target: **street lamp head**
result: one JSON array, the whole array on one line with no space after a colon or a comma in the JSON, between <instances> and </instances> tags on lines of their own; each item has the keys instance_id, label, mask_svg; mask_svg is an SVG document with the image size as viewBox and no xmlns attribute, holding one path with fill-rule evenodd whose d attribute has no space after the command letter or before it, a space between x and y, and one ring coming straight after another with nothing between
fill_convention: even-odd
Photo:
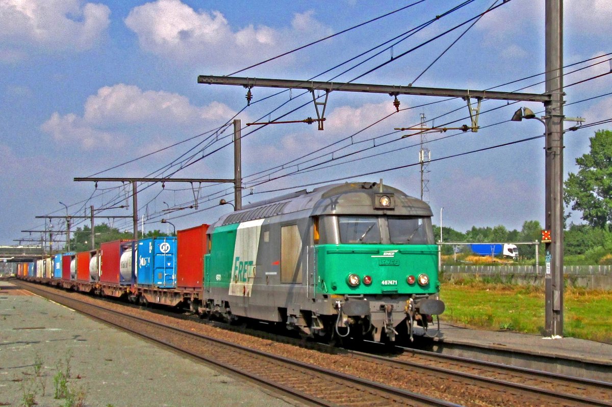
<instances>
[{"instance_id":1,"label":"street lamp head","mask_svg":"<svg viewBox=\"0 0 612 407\"><path fill-rule=\"evenodd\" d=\"M514 112L512 115L512 118L510 119L512 122L521 122L523 119L537 119L536 117L536 114L534 111L529 109L529 108L519 108L518 110Z\"/></svg>"},{"instance_id":2,"label":"street lamp head","mask_svg":"<svg viewBox=\"0 0 612 407\"><path fill-rule=\"evenodd\" d=\"M231 205L231 207L234 208L234 210L236 210L236 207L234 206L233 204L227 202L223 198L222 198L221 200L219 201L219 205Z\"/></svg>"},{"instance_id":3,"label":"street lamp head","mask_svg":"<svg viewBox=\"0 0 612 407\"><path fill-rule=\"evenodd\" d=\"M523 108L519 108L518 110L514 112L512 116L512 118L510 119L512 122L522 122L523 121Z\"/></svg>"},{"instance_id":4,"label":"street lamp head","mask_svg":"<svg viewBox=\"0 0 612 407\"><path fill-rule=\"evenodd\" d=\"M536 114L529 108L523 108L523 117L525 119L536 119Z\"/></svg>"}]
</instances>

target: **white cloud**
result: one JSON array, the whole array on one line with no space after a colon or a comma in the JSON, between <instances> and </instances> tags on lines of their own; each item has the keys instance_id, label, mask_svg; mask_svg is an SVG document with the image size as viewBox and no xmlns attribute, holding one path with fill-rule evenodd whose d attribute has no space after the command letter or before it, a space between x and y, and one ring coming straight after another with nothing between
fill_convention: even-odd
<instances>
[{"instance_id":1,"label":"white cloud","mask_svg":"<svg viewBox=\"0 0 612 407\"><path fill-rule=\"evenodd\" d=\"M400 99L400 103L401 101ZM400 105L400 108L404 107L401 105ZM334 109L329 114L325 125L329 128L341 129L341 131L346 134L370 126L382 117L395 111L395 108L393 105L393 99L391 98L388 101L380 103L366 103L357 108L346 106L340 106ZM397 116L397 119L386 120L384 125L390 128L392 125L389 125L390 122L397 122L401 120L403 122L406 120L405 112L398 113L396 116ZM405 123L403 127L405 127L407 125Z\"/></svg>"},{"instance_id":2,"label":"white cloud","mask_svg":"<svg viewBox=\"0 0 612 407\"><path fill-rule=\"evenodd\" d=\"M218 11L196 11L180 0L157 0L134 7L125 23L147 51L180 61L223 66L236 60L246 64L271 57L297 42L330 34L313 14L296 14L291 28L281 30L252 24L235 29Z\"/></svg>"},{"instance_id":3,"label":"white cloud","mask_svg":"<svg viewBox=\"0 0 612 407\"><path fill-rule=\"evenodd\" d=\"M601 101L593 105L590 109L584 112L584 117L586 118L586 124L589 123L595 123L600 120L607 120L612 117L612 98L610 97L604 98ZM612 128L610 123L603 124L599 127L592 128L593 130L598 130L601 128Z\"/></svg>"},{"instance_id":4,"label":"white cloud","mask_svg":"<svg viewBox=\"0 0 612 407\"><path fill-rule=\"evenodd\" d=\"M28 51L83 51L92 48L110 23L103 4L80 0L0 1L0 59L13 62Z\"/></svg>"},{"instance_id":5,"label":"white cloud","mask_svg":"<svg viewBox=\"0 0 612 407\"><path fill-rule=\"evenodd\" d=\"M612 20L610 0L572 0L564 4L563 15L569 28L582 34L608 37Z\"/></svg>"},{"instance_id":6,"label":"white cloud","mask_svg":"<svg viewBox=\"0 0 612 407\"><path fill-rule=\"evenodd\" d=\"M92 127L86 121L73 113L61 116L55 112L49 120L43 123L40 129L53 136L58 142L67 144L77 142L81 144L83 149L87 150L93 150L96 147L110 146L113 141L119 143L118 147L123 144L119 137Z\"/></svg>"},{"instance_id":7,"label":"white cloud","mask_svg":"<svg viewBox=\"0 0 612 407\"><path fill-rule=\"evenodd\" d=\"M82 117L56 112L41 129L58 142L75 141L86 150L116 148L143 133L149 139L162 132L195 134L203 125L223 124L234 113L218 102L196 106L177 94L118 84L88 98Z\"/></svg>"}]
</instances>

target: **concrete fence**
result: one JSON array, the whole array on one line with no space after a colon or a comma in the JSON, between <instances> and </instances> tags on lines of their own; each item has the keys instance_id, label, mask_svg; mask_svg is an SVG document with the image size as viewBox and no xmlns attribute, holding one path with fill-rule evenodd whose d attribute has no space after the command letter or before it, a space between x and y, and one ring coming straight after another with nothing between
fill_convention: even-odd
<instances>
[{"instance_id":1,"label":"concrete fence","mask_svg":"<svg viewBox=\"0 0 612 407\"><path fill-rule=\"evenodd\" d=\"M454 282L465 279L496 279L514 284L543 287L543 267L535 266L442 266L441 280ZM591 290L612 291L612 266L565 266L565 285Z\"/></svg>"},{"instance_id":2,"label":"concrete fence","mask_svg":"<svg viewBox=\"0 0 612 407\"><path fill-rule=\"evenodd\" d=\"M442 266L444 273L479 274L543 274L543 266ZM567 276L612 276L612 266L564 266Z\"/></svg>"}]
</instances>

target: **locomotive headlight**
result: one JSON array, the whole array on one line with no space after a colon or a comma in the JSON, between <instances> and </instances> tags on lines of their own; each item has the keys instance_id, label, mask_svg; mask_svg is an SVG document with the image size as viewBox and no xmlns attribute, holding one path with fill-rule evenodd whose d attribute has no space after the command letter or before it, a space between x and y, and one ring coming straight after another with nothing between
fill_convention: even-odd
<instances>
[{"instance_id":1,"label":"locomotive headlight","mask_svg":"<svg viewBox=\"0 0 612 407\"><path fill-rule=\"evenodd\" d=\"M374 196L374 208L392 210L395 207L395 196L393 194L376 194Z\"/></svg>"},{"instance_id":2,"label":"locomotive headlight","mask_svg":"<svg viewBox=\"0 0 612 407\"><path fill-rule=\"evenodd\" d=\"M378 198L378 204L383 208L388 208L391 204L391 199L386 195L383 195Z\"/></svg>"},{"instance_id":3,"label":"locomotive headlight","mask_svg":"<svg viewBox=\"0 0 612 407\"><path fill-rule=\"evenodd\" d=\"M351 287L357 287L359 285L359 276L357 274L349 274L348 281Z\"/></svg>"}]
</instances>

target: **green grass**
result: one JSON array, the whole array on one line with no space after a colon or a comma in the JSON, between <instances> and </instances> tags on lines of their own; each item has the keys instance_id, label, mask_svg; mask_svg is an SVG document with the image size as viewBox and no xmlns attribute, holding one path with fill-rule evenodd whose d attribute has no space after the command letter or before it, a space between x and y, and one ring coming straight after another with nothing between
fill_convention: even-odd
<instances>
[{"instance_id":1,"label":"green grass","mask_svg":"<svg viewBox=\"0 0 612 407\"><path fill-rule=\"evenodd\" d=\"M441 320L487 329L543 334L544 290L476 280L445 283ZM566 287L565 337L612 343L612 292Z\"/></svg>"}]
</instances>

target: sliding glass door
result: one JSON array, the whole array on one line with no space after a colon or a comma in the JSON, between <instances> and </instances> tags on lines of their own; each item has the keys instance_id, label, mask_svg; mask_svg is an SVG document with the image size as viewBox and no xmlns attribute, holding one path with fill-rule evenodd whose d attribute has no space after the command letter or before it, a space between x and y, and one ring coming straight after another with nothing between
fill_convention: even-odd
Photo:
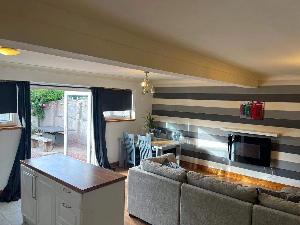
<instances>
[{"instance_id":1,"label":"sliding glass door","mask_svg":"<svg viewBox=\"0 0 300 225\"><path fill-rule=\"evenodd\" d=\"M91 162L90 92L64 92L64 154Z\"/></svg>"}]
</instances>

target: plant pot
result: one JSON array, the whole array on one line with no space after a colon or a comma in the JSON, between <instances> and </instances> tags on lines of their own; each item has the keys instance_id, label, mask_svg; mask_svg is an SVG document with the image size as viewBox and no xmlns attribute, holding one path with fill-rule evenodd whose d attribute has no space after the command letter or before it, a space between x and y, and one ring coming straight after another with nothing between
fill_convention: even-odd
<instances>
[{"instance_id":1,"label":"plant pot","mask_svg":"<svg viewBox=\"0 0 300 225\"><path fill-rule=\"evenodd\" d=\"M153 140L153 138L154 136L154 133L150 133L150 134L149 134L147 133L146 134L146 135L147 137L151 137L151 140Z\"/></svg>"}]
</instances>

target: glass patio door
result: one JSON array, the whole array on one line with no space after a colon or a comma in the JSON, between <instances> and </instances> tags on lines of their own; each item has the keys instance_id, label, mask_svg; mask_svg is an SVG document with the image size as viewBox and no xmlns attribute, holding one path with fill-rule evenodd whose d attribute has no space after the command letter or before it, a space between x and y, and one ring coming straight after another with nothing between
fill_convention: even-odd
<instances>
[{"instance_id":1,"label":"glass patio door","mask_svg":"<svg viewBox=\"0 0 300 225\"><path fill-rule=\"evenodd\" d=\"M91 162L90 92L64 92L64 154Z\"/></svg>"}]
</instances>

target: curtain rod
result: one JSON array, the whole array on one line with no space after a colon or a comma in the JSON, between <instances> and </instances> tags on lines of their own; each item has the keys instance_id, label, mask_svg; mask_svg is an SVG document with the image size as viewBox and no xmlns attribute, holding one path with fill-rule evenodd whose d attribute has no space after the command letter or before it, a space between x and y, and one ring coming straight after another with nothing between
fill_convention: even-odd
<instances>
[{"instance_id":1,"label":"curtain rod","mask_svg":"<svg viewBox=\"0 0 300 225\"><path fill-rule=\"evenodd\" d=\"M48 84L30 84L31 85L33 85L34 86L41 86L44 87L54 87L57 88L82 88L84 89L92 89L92 87L76 87L74 86L61 86L60 85L51 85ZM104 88L101 87L99 87L100 88L103 88L104 89L111 89L112 90L124 90L125 91L132 91L130 89L121 89L118 88Z\"/></svg>"}]
</instances>

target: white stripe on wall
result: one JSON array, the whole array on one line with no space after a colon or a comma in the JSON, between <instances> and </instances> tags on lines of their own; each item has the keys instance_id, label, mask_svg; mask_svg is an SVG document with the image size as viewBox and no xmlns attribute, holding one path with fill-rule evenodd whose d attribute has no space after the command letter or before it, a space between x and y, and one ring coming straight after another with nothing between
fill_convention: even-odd
<instances>
[{"instance_id":1,"label":"white stripe on wall","mask_svg":"<svg viewBox=\"0 0 300 225\"><path fill-rule=\"evenodd\" d=\"M153 98L152 100L152 103L162 105L219 107L237 109L239 109L240 105L240 102L238 101L164 98ZM300 103L265 102L265 110L284 111L300 111Z\"/></svg>"},{"instance_id":2,"label":"white stripe on wall","mask_svg":"<svg viewBox=\"0 0 300 225\"><path fill-rule=\"evenodd\" d=\"M296 163L300 162L300 155L276 151L271 151L271 158Z\"/></svg>"},{"instance_id":3,"label":"white stripe on wall","mask_svg":"<svg viewBox=\"0 0 300 225\"><path fill-rule=\"evenodd\" d=\"M214 128L220 128L222 127L230 127L238 129L243 129L245 128L245 124L235 123L229 123L226 122L204 120L196 119L179 118L160 116L154 116L156 117L155 120L156 121ZM262 126L252 124L246 125L246 129L247 130L259 130L264 132L276 132L280 133L281 135L282 135L300 137L300 129L277 127L271 127L268 126ZM200 131L199 132L205 133L204 132L201 132Z\"/></svg>"},{"instance_id":4,"label":"white stripe on wall","mask_svg":"<svg viewBox=\"0 0 300 225\"><path fill-rule=\"evenodd\" d=\"M212 167L215 169L222 170L229 172L243 174L246 176L255 177L258 179L272 181L273 182L284 184L296 187L300 187L300 181L275 175L273 175L272 178L268 178L266 177L264 175L263 171L262 171L261 172L258 172L182 155L180 156L180 160L196 164ZM271 176L268 174L266 175L268 176Z\"/></svg>"}]
</instances>

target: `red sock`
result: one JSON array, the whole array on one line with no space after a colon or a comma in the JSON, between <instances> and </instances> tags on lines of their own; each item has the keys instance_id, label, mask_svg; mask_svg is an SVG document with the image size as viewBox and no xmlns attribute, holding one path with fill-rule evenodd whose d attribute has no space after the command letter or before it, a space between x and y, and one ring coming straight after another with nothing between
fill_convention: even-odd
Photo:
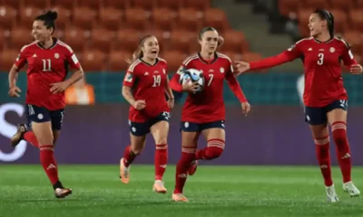
<instances>
[{"instance_id":1,"label":"red sock","mask_svg":"<svg viewBox=\"0 0 363 217\"><path fill-rule=\"evenodd\" d=\"M156 145L155 150L155 180L162 180L168 162L168 145Z\"/></svg>"},{"instance_id":2,"label":"red sock","mask_svg":"<svg viewBox=\"0 0 363 217\"><path fill-rule=\"evenodd\" d=\"M219 157L224 150L224 141L213 138L208 141L207 146L198 150L195 158L197 160L211 160Z\"/></svg>"},{"instance_id":3,"label":"red sock","mask_svg":"<svg viewBox=\"0 0 363 217\"><path fill-rule=\"evenodd\" d=\"M40 162L52 184L59 182L58 167L55 162L52 145L42 146L40 147Z\"/></svg>"},{"instance_id":4,"label":"red sock","mask_svg":"<svg viewBox=\"0 0 363 217\"><path fill-rule=\"evenodd\" d=\"M123 151L123 164L127 167L132 164L137 155L131 150L131 146L128 146Z\"/></svg>"},{"instance_id":5,"label":"red sock","mask_svg":"<svg viewBox=\"0 0 363 217\"><path fill-rule=\"evenodd\" d=\"M33 146L39 147L38 140L35 135L32 131L27 131L24 134L24 140L30 143Z\"/></svg>"},{"instance_id":6,"label":"red sock","mask_svg":"<svg viewBox=\"0 0 363 217\"><path fill-rule=\"evenodd\" d=\"M317 159L319 165L320 166L321 175L324 178L325 186L331 186L333 185L333 180L331 178L329 137L327 136L320 138L315 138L314 141Z\"/></svg>"},{"instance_id":7,"label":"red sock","mask_svg":"<svg viewBox=\"0 0 363 217\"><path fill-rule=\"evenodd\" d=\"M187 181L187 172L191 163L195 158L195 148L182 147L182 158L176 165L175 189L174 193L182 193L185 182Z\"/></svg>"},{"instance_id":8,"label":"red sock","mask_svg":"<svg viewBox=\"0 0 363 217\"><path fill-rule=\"evenodd\" d=\"M336 145L338 162L343 175L343 182L351 181L350 147L347 137L347 125L343 121L337 121L331 125L334 142Z\"/></svg>"}]
</instances>

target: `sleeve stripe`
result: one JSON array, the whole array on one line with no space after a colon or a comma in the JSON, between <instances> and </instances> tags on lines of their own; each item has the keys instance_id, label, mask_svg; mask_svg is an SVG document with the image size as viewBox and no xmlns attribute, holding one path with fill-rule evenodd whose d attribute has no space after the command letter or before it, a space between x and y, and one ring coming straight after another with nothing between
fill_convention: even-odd
<instances>
[{"instance_id":1,"label":"sleeve stripe","mask_svg":"<svg viewBox=\"0 0 363 217\"><path fill-rule=\"evenodd\" d=\"M195 60L195 59L198 59L198 58L199 58L198 53L195 53L195 54L193 54L193 55L191 55L191 56L187 57L187 59L185 59L185 60L182 61L182 64L183 64L184 66L186 66L186 65L188 65L188 63L189 63L191 61Z\"/></svg>"},{"instance_id":2,"label":"sleeve stripe","mask_svg":"<svg viewBox=\"0 0 363 217\"><path fill-rule=\"evenodd\" d=\"M129 69L127 70L128 71L133 72L133 70L135 69L135 67L140 64L142 61L137 59L134 62L132 62L132 64L131 64L129 66Z\"/></svg>"}]
</instances>

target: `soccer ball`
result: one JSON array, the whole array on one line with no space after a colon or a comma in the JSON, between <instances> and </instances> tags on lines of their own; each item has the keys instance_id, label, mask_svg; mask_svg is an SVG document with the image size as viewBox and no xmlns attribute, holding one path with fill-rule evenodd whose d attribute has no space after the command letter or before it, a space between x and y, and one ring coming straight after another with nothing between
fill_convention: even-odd
<instances>
[{"instance_id":1,"label":"soccer ball","mask_svg":"<svg viewBox=\"0 0 363 217\"><path fill-rule=\"evenodd\" d=\"M195 69L188 69L182 71L180 83L182 85L185 83L195 83L198 84L198 90L196 92L200 92L203 90L205 84L205 79L203 72Z\"/></svg>"}]
</instances>

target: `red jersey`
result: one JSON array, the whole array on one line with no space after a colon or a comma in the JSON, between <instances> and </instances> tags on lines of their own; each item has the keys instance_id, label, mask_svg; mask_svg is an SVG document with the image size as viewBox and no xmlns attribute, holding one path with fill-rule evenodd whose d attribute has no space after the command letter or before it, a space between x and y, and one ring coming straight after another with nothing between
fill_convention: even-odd
<instances>
[{"instance_id":1,"label":"red jersey","mask_svg":"<svg viewBox=\"0 0 363 217\"><path fill-rule=\"evenodd\" d=\"M228 56L216 53L214 59L210 61L202 60L199 53L188 57L171 80L171 88L175 91L182 91L182 86L179 80L184 69L201 71L205 77L205 85L201 92L189 94L182 111L182 121L208 123L224 120L224 80L227 80L240 102L247 101L233 75L233 67Z\"/></svg>"},{"instance_id":2,"label":"red jersey","mask_svg":"<svg viewBox=\"0 0 363 217\"><path fill-rule=\"evenodd\" d=\"M325 107L338 99L348 99L341 78L341 61L344 65L357 64L349 45L339 38L321 42L306 38L296 42L282 53L250 63L251 70L270 68L301 58L305 71L304 104L308 107Z\"/></svg>"},{"instance_id":3,"label":"red jersey","mask_svg":"<svg viewBox=\"0 0 363 217\"><path fill-rule=\"evenodd\" d=\"M68 73L68 66L80 70L81 65L72 49L57 39L45 49L36 42L20 51L15 64L19 68L28 65L25 103L44 107L49 110L64 108L64 92L53 94L51 84L62 82Z\"/></svg>"},{"instance_id":4,"label":"red jersey","mask_svg":"<svg viewBox=\"0 0 363 217\"><path fill-rule=\"evenodd\" d=\"M137 110L130 107L129 119L132 122L145 122L170 108L165 98L167 86L167 63L158 58L154 65L142 60L130 65L123 80L123 85L132 88L135 100L145 100L146 107Z\"/></svg>"}]
</instances>

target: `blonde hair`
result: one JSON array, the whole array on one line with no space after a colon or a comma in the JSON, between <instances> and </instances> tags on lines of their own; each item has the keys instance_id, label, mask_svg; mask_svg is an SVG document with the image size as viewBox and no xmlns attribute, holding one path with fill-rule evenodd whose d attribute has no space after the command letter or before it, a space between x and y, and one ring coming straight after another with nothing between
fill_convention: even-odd
<instances>
[{"instance_id":1,"label":"blonde hair","mask_svg":"<svg viewBox=\"0 0 363 217\"><path fill-rule=\"evenodd\" d=\"M133 52L132 57L131 59L126 60L126 62L129 65L132 64L132 62L134 62L136 60L138 60L143 56L142 47L143 46L143 43L145 42L145 41L151 37L155 37L155 36L152 34L147 34L147 35L143 36L142 39L140 39L139 45L138 45L136 51Z\"/></svg>"}]
</instances>

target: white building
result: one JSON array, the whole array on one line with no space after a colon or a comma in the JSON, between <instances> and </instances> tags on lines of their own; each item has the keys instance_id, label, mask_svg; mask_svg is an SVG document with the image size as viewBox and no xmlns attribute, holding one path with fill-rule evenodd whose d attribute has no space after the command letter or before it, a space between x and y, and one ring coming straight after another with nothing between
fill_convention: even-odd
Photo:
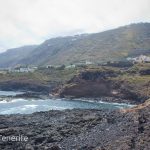
<instances>
[{"instance_id":1,"label":"white building","mask_svg":"<svg viewBox=\"0 0 150 150\"><path fill-rule=\"evenodd\" d=\"M150 57L149 56L145 56L145 55L140 55L138 57L128 57L127 58L128 61L133 61L133 62L137 62L137 63L142 63L142 62L150 62Z\"/></svg>"}]
</instances>

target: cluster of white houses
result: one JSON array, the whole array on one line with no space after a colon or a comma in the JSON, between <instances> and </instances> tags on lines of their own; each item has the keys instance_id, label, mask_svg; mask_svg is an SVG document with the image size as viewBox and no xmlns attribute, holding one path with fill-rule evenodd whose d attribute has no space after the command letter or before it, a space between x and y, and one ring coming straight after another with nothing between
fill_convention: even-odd
<instances>
[{"instance_id":1,"label":"cluster of white houses","mask_svg":"<svg viewBox=\"0 0 150 150\"><path fill-rule=\"evenodd\" d=\"M140 55L138 57L128 57L127 60L128 61L133 61L133 62L136 62L136 63L149 63L150 62L150 57L145 56L145 55Z\"/></svg>"},{"instance_id":2,"label":"cluster of white houses","mask_svg":"<svg viewBox=\"0 0 150 150\"><path fill-rule=\"evenodd\" d=\"M8 72L34 72L37 69L37 67L16 67L16 68L9 68Z\"/></svg>"}]
</instances>

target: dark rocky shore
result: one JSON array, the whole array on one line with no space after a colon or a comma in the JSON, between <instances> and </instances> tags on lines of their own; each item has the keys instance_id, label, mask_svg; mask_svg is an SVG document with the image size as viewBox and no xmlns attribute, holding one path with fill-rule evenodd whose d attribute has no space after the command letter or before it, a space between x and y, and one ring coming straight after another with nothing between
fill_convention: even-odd
<instances>
[{"instance_id":1,"label":"dark rocky shore","mask_svg":"<svg viewBox=\"0 0 150 150\"><path fill-rule=\"evenodd\" d=\"M3 142L4 150L149 150L150 103L124 111L64 110L1 115L0 135L28 142Z\"/></svg>"}]
</instances>

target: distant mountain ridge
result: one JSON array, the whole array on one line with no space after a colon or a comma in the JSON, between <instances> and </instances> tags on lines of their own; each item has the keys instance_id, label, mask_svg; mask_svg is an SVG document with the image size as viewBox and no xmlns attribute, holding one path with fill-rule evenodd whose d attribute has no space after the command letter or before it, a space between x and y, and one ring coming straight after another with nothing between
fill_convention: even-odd
<instances>
[{"instance_id":1,"label":"distant mountain ridge","mask_svg":"<svg viewBox=\"0 0 150 150\"><path fill-rule=\"evenodd\" d=\"M80 61L106 62L150 54L150 23L131 24L100 33L58 37L41 45L0 54L0 67L60 65Z\"/></svg>"}]
</instances>

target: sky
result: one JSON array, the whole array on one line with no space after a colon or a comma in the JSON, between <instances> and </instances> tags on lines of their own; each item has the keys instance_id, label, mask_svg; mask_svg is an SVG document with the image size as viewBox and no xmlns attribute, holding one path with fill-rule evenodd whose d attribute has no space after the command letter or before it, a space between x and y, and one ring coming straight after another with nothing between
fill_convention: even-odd
<instances>
[{"instance_id":1,"label":"sky","mask_svg":"<svg viewBox=\"0 0 150 150\"><path fill-rule=\"evenodd\" d=\"M0 52L150 22L150 0L0 0Z\"/></svg>"}]
</instances>

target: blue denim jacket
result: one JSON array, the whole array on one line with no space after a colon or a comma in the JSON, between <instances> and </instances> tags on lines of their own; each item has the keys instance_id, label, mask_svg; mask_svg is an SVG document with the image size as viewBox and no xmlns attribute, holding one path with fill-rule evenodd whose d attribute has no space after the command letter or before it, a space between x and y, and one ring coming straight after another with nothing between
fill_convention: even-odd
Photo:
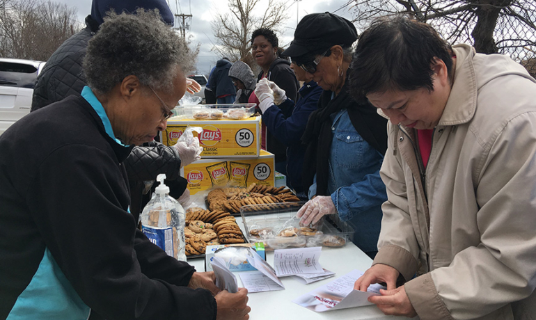
<instances>
[{"instance_id":1,"label":"blue denim jacket","mask_svg":"<svg viewBox=\"0 0 536 320\"><path fill-rule=\"evenodd\" d=\"M340 219L354 227L356 246L365 252L377 251L381 204L387 200L379 176L384 156L357 133L346 109L331 119L328 191ZM315 193L316 182L309 197Z\"/></svg>"}]
</instances>

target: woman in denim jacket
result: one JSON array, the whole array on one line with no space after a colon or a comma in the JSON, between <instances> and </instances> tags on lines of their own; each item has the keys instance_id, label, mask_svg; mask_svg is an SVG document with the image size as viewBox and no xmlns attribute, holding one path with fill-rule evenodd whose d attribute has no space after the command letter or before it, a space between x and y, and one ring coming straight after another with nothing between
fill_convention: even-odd
<instances>
[{"instance_id":1,"label":"woman in denim jacket","mask_svg":"<svg viewBox=\"0 0 536 320\"><path fill-rule=\"evenodd\" d=\"M338 214L354 227L354 243L370 257L377 252L381 204L387 200L379 169L387 147L386 120L347 90L352 45L357 32L331 13L306 16L282 54L324 89L301 138L307 145L303 182L309 200L299 211L304 225Z\"/></svg>"}]
</instances>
....
■ DO THIS:
Reproduce the data without alteration, beginning at the line that contains "target: woman in denim jacket" and continuing through the end of the data.

■ SOLUTION FOR THIS PROBLEM:
target: woman in denim jacket
result: one JSON array, the whole array on one line with no space after a colon or a comma in the JSON, between <instances> and </instances> tags on lines of their own; each item has the keys instance_id, label, mask_svg; mask_svg is an SVG document with the image size as viewBox and no xmlns attribute, holding one path with fill-rule evenodd whose d attribute has no space after the command letter or before it, a space between x and y, and one ring coming straight after another with nothing between
fill_convention: even-odd
<instances>
[{"instance_id":1,"label":"woman in denim jacket","mask_svg":"<svg viewBox=\"0 0 536 320\"><path fill-rule=\"evenodd\" d=\"M338 214L354 227L354 243L370 257L377 252L381 204L387 200L379 169L387 147L386 120L347 90L352 45L357 32L331 13L306 16L282 54L324 89L301 138L307 145L303 182L309 200L299 211L304 225Z\"/></svg>"}]
</instances>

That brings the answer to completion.